» Work instructions
1 - Pull out the passage of the post on beliefs and theories starting at "So, by this" and ending at "is well taken.", word for word.
2 - Write the next part of the post on beliefs, theories, and facts, picking up after its final sentence.

» Text under study
On beliefs, theories, and facts

Like PZ, I too received a copy of What We Believe but Cannot Prove: Today's Leading Thinkers on Science in the Age of Certainty [amaz] a few weeks back. Also like PZ, I was taken with Ian McEwan's entry (see PZ's post for that). I also liked this comment from Seth Lloyd:

Unlike mathematical theorems, scientific results can't be proved. They can only be tested again and again until only a fool would refuse to believe them.

Unfortunately there are a lot of fools out there, many of them supporters of ID. As Chris Anderson, editor-in-chief of Wired notes,

The Intelligent Design movement has opend my eyes. I realize that although I believe that evolution explains why the living world is the way it is, I can't actually prove it. At least not to the satisfaction of the ID folk, who seem to require that every example of extraordinary complexity and clever plumbing in nature be fully traced back (not just traceable back) along an evolutionary tree to prove that it wasn't directed by an Invisible Hand. If the scientific community won't do that, then, the argument goes, they must accept a large red "Theory" stamp on the evolution chapter in the biology text books and the addition of chapters on alternative theories, such as "guided" evolution and creationism.

So, by this standard, virtually everything I believe in must now fall under the shadow of unproveability. This includes the belief that democracy, capitalism, and other market-driven systems (including evolution!) are better than their alternatives. Indeed, I suppose I should now refer to them as the "theory of democracy" and the "theory of capitalism" and accept the teaching of fascism and living Marxism as alternatives in high school.

While I don't necessarily agree regarding capitalism as necessarily being better than their alternatives (and that is a discussion for another day), Anderson's point is well taken.

» Information provided
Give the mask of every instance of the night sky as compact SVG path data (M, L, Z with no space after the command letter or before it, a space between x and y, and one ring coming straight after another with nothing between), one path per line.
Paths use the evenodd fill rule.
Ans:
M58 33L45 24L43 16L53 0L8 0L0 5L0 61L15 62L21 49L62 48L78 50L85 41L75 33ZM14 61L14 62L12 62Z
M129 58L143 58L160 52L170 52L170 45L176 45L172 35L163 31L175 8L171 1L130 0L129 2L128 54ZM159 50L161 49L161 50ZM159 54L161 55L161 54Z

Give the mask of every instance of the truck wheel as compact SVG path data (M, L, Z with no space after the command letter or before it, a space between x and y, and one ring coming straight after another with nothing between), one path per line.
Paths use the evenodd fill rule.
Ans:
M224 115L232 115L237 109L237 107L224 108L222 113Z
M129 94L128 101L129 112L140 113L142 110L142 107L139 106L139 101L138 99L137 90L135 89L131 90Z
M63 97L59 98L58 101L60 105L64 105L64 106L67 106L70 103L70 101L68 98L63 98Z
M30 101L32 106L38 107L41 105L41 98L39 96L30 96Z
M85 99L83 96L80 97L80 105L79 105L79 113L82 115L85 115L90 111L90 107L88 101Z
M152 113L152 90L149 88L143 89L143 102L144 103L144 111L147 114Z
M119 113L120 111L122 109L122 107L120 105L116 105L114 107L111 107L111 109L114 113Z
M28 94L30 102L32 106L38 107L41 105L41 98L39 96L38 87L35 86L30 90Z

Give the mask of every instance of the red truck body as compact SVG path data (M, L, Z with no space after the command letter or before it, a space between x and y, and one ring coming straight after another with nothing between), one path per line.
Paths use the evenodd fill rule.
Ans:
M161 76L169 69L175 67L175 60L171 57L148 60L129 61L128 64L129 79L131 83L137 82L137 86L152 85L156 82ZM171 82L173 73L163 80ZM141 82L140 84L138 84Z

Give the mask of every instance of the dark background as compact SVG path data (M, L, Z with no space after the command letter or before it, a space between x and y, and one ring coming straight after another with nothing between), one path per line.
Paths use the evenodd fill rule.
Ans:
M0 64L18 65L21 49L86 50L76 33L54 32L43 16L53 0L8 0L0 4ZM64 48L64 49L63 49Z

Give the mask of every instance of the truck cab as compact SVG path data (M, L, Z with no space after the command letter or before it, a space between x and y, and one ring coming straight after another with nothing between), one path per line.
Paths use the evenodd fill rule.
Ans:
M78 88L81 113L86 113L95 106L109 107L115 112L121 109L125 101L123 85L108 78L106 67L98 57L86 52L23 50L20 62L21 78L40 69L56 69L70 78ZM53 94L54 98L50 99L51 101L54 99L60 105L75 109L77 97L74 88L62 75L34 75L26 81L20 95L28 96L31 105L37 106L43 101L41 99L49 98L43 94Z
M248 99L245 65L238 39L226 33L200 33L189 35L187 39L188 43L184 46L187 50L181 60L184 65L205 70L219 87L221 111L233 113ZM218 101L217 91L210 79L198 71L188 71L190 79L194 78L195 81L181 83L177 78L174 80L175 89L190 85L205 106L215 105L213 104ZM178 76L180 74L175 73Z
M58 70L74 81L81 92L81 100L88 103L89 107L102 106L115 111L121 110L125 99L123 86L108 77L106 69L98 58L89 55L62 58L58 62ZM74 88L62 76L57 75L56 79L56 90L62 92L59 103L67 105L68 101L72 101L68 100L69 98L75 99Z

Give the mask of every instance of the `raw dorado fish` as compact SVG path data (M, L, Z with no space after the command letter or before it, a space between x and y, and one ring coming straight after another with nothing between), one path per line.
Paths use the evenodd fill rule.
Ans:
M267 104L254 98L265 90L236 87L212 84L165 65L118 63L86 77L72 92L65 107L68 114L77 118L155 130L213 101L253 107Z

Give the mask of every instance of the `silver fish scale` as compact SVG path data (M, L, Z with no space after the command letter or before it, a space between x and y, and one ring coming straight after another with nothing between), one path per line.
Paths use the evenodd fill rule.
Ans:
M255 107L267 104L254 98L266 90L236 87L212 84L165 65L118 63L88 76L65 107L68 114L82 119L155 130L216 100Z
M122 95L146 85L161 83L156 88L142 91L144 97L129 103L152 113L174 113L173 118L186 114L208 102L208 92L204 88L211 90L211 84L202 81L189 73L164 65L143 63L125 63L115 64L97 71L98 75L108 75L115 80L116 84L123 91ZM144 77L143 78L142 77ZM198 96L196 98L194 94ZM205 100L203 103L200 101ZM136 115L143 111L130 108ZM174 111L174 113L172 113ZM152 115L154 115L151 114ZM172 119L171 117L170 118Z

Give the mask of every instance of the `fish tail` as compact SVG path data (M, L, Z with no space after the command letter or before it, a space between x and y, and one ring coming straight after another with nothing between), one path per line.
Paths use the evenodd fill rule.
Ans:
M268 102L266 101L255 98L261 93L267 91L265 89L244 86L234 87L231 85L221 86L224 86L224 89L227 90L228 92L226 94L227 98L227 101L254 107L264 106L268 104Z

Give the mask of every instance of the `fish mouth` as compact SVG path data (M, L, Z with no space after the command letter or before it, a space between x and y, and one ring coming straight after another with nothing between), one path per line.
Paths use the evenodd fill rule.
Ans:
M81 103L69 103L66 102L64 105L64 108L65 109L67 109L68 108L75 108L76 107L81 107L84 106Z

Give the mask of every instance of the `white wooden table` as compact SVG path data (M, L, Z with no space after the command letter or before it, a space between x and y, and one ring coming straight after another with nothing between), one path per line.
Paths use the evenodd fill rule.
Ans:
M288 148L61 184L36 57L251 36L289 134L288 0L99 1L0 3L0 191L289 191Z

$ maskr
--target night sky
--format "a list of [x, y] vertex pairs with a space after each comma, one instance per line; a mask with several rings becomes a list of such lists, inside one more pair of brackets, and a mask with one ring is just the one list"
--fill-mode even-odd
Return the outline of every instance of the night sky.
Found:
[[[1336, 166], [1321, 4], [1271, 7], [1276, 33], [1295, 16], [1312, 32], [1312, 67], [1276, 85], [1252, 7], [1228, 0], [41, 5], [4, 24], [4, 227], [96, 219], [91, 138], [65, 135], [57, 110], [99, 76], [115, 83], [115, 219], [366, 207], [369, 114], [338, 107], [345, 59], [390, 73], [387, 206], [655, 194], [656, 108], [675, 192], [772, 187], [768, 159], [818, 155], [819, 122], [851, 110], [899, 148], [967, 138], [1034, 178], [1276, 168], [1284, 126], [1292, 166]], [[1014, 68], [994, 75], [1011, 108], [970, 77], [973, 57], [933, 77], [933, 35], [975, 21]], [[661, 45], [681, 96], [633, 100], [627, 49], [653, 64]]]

» Numbered responses
1 -
So, by this standard, virtually everything I believe in must now fall under the shadow of unproveability. This includes the belief that democracy, capitalism, and other market-driven systems (including evolution!) are better than their alternatives. Indeed, I suppose I should now refer to them as the "theory of democracy" and the "theory of capitalism" and accept the teaching of fascism and living Marxism as alternatives in high school.

While I don't necessarily agree regarding capitalism as necessarily being better than their alternatives (and that is a discussion for another day), Anderson's point is well taken.

2 -
I should say that I don't accept the idea of "belief" in a scientific theory - one accepts the theory because it explains something otherwise unexplainable. One is reminded of Gould's claim:

Well, evolution is a theory. It is also a fact. And facts and theories are different things, not rungs in a hierarchy of increasing certainty. Facts are the world's data. Theories are structures of ideas that explain and interpret facts. Facts do not go away when scientists debate rival theories to explain them. Einstein's theory of gravitation replaced Newton's, but apples did not suspend themselves in mid-air, pending the outcome. And humans evolved from apelike ancestors whether they did so by Darwin's proposed mechanism or by some other, yet to be discovered.

Moreover, "fact" does not mean "absolute certainty." The final proofs of logic and mathematics flow deductively from stated premises and achieve certainty only because they are not about the empirical world. Evolutionists make no claim for perpetual truth, though creationists often do (and then attack us for a style of argument that they themselves favor). In science, "fact" can only mean "confirmed to such a degree that it would be perverse to withhold provisional assent." I suppose that apples might start to rise tomorrow, but the possibility does not merit equal time in physics classrooms.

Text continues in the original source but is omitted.